### TEXT SECTION
___
Consilience: The Unity of Knowledge by Edward O. Wilson.

The sciences, from mathematics to physics to chemistry to biology, inform and support each other in a great consilient world view. That view reaches from cell biology to cosmology in scale.

Dr. Wilson argues that genes and multiple gene interactions that predispose behavior that builds culture are selectable. This Darwinian process, the genetic fitness hypothesis, "has been reasonably well borne out by the evidence" (p. 172). The weakness of the theory is the scarcity of research, now underway in the emerging field of behavioral genetics. Very probably, as this research develops a loose consilience of arts and humanities based on genetics will link physics to human thinking and group psychology.

Dr. Wilson concludes "(t)here is abundant evidence to support and none absolutely to refute the proposition that consilient explanations are congenial to the entirety of the great branches of learning"(p. 266).
___
### Dataset entries
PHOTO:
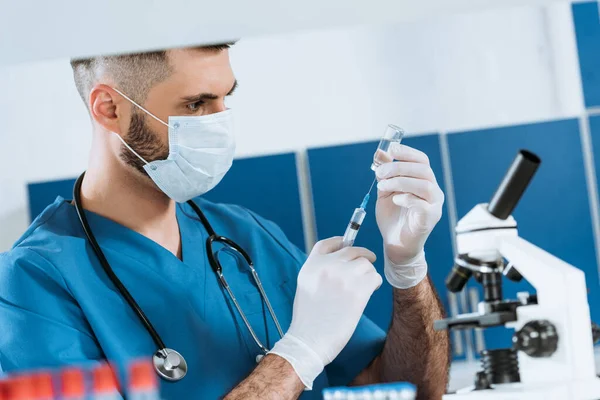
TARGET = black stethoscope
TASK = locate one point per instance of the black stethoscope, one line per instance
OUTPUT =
(168, 363)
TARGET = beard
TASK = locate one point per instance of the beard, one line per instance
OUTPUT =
(144, 141)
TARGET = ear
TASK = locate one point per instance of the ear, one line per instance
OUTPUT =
(109, 109)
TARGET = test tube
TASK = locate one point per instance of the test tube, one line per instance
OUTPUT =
(105, 385)
(72, 384)
(143, 384)
(392, 134)
(353, 226)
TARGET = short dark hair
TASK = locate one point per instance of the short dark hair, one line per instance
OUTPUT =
___
### WHAT YOU WILL DO
1. What does the Consilience passage identify as the weakness of the genetic fitness hypothesis?
2. Copy from the Consilience passage the text starting at "Consilience: The Unity" and ending at "and group psychology.".
These lines are unrelated to the Consilience passage and stand as separate material.

### SOLUTIONS PER TASK
1. The scarcity of research, which is now underway in the emerging field of behavioral genetics.

2.
Consilience: The Unity of Knowledge by Edward O. Wilson.

The sciences, from mathematics to physics to chemistry to biology, inform and support each other in a great consilient world view. That view reaches from cell biology to cosmology in scale.

Dr. Wilson argues that genes and multiple gene interactions that predispose behavior that builds culture are selectable. This Darwinian process, the genetic fitness hypothesis, "has been reasonably well borne out by the evidence" (p. 172). The weakness of the theory is the scarcity of research, now underway in the emerging field of behavioral genetics. Very probably, as this research develops a loose consilience of arts and humanities based on genetics will link physics to human thinking and group psychology.